_Passage shown_:
******************************

How come answer is E ?

This is how I am trying to solve

Isoscles Right angle triangle mean has x:x:x$$\sqrt{2}$$ as its sides. Therefore, x+x+x$$\sqrt{2}$$ = 32 + 32$$\sqrt{2}$$
2x+x$$\sqrt{2}$$ = 32 + 32$$\sqrt{2}$$. I am stuck after this.

In a right triangle where the angles are 45°, 45°, and 90° the sides are always in the ratio $$1 : 1 : \sqrt{2}$$. With the $$\sqrt{2}$$ being the hypotenuse (longest side). This can be derived from Pythagoras' Theorem. Because the base angles are the same (both 45°) the two legs are equal and so the triangle is also isosceles.

******************************

_Excerpted data_:
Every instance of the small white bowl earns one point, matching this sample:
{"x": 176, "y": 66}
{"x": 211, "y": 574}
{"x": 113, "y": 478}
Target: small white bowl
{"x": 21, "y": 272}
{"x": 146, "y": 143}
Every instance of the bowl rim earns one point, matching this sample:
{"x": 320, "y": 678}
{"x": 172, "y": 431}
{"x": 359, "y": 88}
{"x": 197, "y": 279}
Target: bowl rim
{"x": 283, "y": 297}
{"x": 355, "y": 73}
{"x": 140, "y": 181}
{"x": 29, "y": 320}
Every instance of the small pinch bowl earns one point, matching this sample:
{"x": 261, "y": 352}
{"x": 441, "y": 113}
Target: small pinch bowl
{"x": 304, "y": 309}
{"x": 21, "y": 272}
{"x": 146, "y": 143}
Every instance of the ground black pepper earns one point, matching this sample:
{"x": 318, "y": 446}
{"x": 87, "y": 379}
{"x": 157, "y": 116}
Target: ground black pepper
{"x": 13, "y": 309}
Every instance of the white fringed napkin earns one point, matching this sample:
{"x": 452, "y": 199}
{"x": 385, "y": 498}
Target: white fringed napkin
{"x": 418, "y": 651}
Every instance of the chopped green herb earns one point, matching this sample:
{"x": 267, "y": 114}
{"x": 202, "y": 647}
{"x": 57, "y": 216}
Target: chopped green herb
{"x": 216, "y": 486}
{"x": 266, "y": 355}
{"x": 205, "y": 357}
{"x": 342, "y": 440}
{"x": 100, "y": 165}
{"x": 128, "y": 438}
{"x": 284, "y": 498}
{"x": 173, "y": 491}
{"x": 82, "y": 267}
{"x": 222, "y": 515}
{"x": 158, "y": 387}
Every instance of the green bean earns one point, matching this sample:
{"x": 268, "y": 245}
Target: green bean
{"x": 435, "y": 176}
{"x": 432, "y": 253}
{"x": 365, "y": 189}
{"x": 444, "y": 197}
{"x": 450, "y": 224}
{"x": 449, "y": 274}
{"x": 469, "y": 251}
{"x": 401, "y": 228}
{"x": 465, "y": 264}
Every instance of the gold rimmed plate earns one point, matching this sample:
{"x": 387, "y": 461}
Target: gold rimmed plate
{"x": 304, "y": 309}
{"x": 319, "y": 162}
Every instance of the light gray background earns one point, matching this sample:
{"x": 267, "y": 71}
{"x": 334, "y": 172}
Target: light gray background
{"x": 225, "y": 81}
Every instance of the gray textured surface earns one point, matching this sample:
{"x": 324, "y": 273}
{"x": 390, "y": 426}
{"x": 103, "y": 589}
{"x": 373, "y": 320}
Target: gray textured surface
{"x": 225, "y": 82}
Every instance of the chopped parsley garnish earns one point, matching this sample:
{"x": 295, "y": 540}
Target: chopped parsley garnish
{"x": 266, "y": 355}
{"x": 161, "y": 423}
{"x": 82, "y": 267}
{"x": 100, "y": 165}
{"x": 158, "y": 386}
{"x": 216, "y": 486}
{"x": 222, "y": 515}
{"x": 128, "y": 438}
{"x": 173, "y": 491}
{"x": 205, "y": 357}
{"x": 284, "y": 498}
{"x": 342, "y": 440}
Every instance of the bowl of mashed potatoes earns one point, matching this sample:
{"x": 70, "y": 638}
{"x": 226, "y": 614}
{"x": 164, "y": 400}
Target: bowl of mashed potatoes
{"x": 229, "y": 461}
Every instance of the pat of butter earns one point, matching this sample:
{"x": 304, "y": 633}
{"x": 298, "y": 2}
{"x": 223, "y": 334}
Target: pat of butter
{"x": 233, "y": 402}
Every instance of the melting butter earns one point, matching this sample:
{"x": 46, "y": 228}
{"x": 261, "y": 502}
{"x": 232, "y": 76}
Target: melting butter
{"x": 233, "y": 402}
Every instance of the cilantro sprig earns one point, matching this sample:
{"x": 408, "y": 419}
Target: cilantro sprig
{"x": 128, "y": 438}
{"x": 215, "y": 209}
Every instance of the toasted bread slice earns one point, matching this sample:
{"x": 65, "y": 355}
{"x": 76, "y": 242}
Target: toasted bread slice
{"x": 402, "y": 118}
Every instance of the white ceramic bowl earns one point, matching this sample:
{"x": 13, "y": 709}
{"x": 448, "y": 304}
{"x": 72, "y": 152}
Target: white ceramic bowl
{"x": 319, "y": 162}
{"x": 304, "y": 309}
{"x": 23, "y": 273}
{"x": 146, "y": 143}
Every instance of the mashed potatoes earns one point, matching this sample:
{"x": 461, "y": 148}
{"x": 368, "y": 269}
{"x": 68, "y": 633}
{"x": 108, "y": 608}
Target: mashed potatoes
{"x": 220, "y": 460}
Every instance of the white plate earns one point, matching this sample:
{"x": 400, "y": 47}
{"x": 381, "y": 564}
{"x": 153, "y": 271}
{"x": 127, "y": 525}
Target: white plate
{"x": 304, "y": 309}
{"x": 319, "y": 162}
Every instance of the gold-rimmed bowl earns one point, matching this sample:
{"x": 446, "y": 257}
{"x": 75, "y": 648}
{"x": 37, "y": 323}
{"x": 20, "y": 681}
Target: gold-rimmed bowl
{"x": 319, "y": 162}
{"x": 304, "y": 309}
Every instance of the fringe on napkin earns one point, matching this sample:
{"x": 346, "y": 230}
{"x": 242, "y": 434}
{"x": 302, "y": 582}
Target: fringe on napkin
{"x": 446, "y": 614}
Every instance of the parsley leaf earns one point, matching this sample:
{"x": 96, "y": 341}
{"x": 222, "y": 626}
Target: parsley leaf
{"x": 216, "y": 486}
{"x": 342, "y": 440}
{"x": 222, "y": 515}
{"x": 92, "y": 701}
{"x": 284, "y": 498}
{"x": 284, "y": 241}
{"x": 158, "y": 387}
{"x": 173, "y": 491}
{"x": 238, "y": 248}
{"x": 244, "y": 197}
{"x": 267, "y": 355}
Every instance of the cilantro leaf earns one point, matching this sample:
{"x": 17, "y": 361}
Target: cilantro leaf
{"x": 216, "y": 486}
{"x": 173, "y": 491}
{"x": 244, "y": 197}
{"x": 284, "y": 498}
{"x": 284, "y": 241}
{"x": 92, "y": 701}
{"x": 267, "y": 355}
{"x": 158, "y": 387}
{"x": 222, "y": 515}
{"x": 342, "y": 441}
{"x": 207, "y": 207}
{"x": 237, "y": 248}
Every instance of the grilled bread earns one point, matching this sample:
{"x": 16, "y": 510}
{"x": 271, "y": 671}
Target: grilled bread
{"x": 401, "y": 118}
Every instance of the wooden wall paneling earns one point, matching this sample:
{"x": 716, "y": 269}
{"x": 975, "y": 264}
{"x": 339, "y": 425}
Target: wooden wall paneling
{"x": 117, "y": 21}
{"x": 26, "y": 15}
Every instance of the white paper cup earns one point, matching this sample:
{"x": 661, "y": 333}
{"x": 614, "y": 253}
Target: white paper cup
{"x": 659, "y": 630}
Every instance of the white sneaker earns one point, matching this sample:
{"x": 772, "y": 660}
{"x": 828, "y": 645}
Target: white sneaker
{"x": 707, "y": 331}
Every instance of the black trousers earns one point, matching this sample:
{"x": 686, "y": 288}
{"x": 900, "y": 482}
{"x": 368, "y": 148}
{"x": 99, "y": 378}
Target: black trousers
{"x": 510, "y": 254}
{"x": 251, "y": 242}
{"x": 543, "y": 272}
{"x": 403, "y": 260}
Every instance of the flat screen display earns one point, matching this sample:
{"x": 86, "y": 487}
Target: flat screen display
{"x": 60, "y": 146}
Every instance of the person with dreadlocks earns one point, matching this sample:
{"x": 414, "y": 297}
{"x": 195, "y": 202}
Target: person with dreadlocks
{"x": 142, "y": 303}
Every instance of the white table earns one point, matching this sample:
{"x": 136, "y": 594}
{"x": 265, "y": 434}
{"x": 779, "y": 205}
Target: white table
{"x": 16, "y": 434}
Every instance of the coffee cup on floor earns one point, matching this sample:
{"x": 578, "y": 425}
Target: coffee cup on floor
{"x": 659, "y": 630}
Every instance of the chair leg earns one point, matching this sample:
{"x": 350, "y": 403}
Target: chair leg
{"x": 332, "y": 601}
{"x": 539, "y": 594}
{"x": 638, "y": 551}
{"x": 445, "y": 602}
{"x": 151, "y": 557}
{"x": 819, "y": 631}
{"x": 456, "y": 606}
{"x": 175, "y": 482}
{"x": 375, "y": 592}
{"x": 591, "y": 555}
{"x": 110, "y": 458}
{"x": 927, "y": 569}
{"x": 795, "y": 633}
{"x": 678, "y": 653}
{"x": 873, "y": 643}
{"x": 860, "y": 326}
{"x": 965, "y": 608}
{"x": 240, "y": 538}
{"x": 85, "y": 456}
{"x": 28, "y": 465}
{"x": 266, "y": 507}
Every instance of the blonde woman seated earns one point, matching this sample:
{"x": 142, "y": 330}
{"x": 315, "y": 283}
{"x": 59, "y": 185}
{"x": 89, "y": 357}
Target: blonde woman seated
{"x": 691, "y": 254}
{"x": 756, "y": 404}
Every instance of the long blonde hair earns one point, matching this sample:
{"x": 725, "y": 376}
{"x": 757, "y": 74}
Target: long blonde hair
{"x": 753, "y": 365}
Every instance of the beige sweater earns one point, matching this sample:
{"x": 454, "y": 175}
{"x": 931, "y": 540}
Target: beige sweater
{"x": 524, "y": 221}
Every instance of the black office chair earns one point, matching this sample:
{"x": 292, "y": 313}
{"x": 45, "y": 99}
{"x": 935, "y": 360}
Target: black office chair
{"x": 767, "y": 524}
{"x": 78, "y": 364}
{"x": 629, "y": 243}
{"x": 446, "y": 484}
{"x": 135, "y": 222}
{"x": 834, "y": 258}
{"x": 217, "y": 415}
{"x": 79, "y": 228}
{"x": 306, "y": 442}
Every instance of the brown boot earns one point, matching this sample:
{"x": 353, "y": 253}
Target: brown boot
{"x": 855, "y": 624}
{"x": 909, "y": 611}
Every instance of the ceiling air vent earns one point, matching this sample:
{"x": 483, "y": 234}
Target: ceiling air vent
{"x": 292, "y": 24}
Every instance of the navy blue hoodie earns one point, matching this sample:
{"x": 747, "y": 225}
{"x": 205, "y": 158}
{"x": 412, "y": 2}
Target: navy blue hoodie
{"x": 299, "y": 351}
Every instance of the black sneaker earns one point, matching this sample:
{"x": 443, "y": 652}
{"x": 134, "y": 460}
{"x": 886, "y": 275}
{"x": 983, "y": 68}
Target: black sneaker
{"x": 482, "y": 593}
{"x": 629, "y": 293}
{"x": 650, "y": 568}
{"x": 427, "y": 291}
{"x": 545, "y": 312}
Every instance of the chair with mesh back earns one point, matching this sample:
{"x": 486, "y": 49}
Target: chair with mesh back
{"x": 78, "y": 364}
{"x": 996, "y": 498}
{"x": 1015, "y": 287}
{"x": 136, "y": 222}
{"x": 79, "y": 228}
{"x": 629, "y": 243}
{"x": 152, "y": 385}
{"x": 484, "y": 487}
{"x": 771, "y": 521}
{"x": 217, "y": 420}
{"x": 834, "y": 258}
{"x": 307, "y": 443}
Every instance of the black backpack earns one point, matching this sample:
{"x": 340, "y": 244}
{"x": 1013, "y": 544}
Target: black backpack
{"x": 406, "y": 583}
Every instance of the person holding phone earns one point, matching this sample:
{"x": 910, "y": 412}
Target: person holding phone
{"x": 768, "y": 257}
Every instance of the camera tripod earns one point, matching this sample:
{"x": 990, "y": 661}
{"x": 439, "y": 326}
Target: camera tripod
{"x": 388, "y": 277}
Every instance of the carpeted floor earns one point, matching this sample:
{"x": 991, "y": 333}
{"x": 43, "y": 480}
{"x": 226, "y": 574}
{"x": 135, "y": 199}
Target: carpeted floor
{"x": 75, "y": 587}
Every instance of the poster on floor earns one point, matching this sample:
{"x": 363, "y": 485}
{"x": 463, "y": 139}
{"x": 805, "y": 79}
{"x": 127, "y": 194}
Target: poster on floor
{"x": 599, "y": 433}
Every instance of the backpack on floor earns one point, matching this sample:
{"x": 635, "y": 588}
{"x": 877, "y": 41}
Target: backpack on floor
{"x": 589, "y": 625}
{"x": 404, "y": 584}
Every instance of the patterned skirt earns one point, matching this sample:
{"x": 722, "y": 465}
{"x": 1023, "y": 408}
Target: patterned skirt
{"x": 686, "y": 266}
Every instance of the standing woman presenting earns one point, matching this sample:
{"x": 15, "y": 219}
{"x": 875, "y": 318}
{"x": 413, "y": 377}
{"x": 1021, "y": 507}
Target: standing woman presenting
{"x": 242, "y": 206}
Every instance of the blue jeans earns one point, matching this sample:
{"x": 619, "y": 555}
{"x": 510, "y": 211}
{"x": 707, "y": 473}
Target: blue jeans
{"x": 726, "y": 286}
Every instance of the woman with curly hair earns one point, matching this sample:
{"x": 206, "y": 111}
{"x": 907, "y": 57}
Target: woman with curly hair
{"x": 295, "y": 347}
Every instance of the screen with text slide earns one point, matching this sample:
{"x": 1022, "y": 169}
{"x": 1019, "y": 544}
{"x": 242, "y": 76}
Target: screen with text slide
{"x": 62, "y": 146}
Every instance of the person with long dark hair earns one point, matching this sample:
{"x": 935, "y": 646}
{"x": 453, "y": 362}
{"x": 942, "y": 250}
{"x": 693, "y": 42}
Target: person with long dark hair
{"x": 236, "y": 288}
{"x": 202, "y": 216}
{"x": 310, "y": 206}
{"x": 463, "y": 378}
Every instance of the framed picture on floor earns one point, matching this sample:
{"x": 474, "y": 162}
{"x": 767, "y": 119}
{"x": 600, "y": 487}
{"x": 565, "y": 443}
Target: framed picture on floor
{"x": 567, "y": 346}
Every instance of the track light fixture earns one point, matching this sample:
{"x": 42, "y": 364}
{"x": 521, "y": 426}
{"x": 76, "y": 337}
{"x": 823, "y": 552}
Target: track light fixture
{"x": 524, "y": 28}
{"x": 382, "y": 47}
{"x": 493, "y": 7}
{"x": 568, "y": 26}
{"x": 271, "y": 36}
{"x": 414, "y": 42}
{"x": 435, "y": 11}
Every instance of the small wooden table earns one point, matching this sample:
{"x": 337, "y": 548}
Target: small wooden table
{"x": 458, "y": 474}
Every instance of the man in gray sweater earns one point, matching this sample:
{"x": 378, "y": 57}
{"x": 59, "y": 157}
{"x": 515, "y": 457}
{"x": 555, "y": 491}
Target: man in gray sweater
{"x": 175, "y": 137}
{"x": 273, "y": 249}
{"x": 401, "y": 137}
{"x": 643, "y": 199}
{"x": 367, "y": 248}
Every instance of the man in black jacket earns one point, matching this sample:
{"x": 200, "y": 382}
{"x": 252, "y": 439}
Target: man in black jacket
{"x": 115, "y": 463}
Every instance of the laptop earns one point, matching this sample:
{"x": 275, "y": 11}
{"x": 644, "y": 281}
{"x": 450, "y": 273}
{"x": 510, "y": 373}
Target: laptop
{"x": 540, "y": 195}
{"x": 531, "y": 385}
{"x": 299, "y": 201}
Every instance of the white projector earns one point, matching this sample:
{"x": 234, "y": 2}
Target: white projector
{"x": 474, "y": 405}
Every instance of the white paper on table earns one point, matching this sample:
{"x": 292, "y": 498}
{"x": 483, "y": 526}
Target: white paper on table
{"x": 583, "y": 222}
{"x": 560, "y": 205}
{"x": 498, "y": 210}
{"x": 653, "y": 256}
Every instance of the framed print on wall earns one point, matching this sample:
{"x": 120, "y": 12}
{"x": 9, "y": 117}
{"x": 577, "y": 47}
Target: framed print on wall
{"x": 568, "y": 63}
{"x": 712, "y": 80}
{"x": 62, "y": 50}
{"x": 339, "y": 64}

******************************

_To do_:
(A) According to the triangle thread, which theorem can the 45°-45°-90° side ratio be derived from?
(B) Show each line of the listing that contains the string "jeans".
The triangle thread and the listing are unrelated material.

_Results by task_:
(A) Pythagoras' Theorem.

(B)
Every instance of the blue jeans earns one point, matching this sample:
Target: blue jeans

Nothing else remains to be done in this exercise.